**TEXT EXCERPT**
• • • •

41st Annual Meeting of the Society for Invertebrate Pathology
and 9th International Conference on Bacillus thuringiensis

Viral disease is a major component of the cyclic population dynamics of some Lepidoptera including western tent caterpillars. Epizootics of nucleopolyhedrovirus and host population subdivision provide an arena in which selection on virulence of virus and resistance of hosts could act. Theory predicts that epizootics should select for host resistance and that viral isolates should respond to this change on a population-by-population basis. Experiments provide evidence that these interactions are occurring but that patterns are weak as compared to other factors that determine the cyclic population dynamics. In addition there is no evidence for induced immunity or selection within a generation of tent caterpillars. The factors that promote the rapid development of NPV epizootics remain a mystery and are the topic of future research.

• • • •

Lines drawn from a dataset:
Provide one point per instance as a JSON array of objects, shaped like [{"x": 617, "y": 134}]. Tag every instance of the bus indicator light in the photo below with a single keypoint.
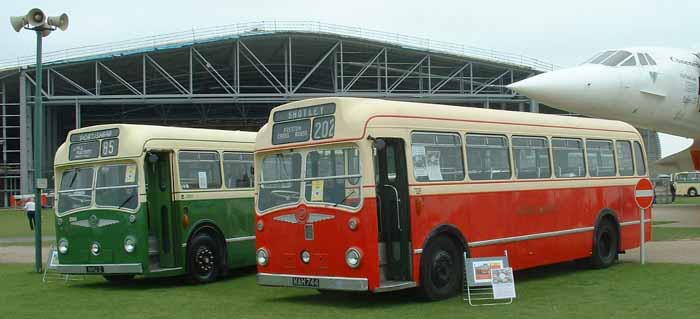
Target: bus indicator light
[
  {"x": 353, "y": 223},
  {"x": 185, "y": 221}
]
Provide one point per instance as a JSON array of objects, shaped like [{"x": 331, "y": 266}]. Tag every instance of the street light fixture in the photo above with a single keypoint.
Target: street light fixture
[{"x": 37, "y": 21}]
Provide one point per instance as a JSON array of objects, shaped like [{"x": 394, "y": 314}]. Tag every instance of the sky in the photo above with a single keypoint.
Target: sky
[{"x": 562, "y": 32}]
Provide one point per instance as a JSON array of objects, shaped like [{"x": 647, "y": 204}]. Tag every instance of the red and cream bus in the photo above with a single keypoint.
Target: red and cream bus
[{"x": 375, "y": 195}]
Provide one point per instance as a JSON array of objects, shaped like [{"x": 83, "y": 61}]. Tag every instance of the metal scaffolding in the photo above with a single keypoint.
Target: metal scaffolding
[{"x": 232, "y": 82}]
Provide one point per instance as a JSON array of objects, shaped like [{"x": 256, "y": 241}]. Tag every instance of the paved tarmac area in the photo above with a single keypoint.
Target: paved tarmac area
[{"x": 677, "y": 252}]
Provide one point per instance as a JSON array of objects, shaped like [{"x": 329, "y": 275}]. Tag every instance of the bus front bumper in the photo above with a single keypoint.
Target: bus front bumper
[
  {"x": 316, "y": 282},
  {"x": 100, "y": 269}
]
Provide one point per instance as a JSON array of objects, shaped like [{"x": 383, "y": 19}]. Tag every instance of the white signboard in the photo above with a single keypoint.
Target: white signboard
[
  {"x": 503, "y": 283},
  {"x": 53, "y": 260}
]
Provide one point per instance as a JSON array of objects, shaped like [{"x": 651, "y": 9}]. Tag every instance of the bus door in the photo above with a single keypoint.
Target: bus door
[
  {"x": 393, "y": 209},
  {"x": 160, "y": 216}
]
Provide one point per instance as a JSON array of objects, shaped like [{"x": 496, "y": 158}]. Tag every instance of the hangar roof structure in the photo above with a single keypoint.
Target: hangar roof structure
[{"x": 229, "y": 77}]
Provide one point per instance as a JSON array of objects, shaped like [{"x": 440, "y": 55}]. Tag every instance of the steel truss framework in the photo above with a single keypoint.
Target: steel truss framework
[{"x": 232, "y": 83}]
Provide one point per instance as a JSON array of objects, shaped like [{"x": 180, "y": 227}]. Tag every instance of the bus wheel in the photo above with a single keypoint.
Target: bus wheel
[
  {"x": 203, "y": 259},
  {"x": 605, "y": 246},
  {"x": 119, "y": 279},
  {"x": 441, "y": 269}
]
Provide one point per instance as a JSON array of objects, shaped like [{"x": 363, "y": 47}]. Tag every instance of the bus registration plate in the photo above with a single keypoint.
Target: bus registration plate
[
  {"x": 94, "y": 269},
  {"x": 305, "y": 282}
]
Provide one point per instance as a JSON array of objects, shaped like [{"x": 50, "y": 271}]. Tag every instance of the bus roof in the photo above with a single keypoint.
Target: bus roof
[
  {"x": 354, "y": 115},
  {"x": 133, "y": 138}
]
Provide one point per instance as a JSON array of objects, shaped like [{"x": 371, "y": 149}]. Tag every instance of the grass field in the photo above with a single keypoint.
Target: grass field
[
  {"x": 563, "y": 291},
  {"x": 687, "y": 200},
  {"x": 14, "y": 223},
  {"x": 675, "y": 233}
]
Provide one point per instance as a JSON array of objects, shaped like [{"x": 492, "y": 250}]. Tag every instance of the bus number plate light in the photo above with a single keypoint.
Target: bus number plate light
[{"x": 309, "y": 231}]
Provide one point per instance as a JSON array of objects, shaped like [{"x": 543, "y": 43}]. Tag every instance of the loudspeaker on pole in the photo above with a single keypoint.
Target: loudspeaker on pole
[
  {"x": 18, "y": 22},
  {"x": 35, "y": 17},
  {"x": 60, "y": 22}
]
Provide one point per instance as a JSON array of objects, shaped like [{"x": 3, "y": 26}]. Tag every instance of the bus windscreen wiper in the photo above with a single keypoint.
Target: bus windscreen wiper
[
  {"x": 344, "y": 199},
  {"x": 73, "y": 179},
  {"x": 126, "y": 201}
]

• • • •

**THE PROBLEM**
From the text on tent caterpillar viral disease, list every organism, group of organisms, or virus it names, counting each only once.

**ANSWER TO THIS TASK**
- Bacillus thuringiensis
- Lepidoptera
- western tent caterpillars
- nucleopolyhedrovirus (NPV)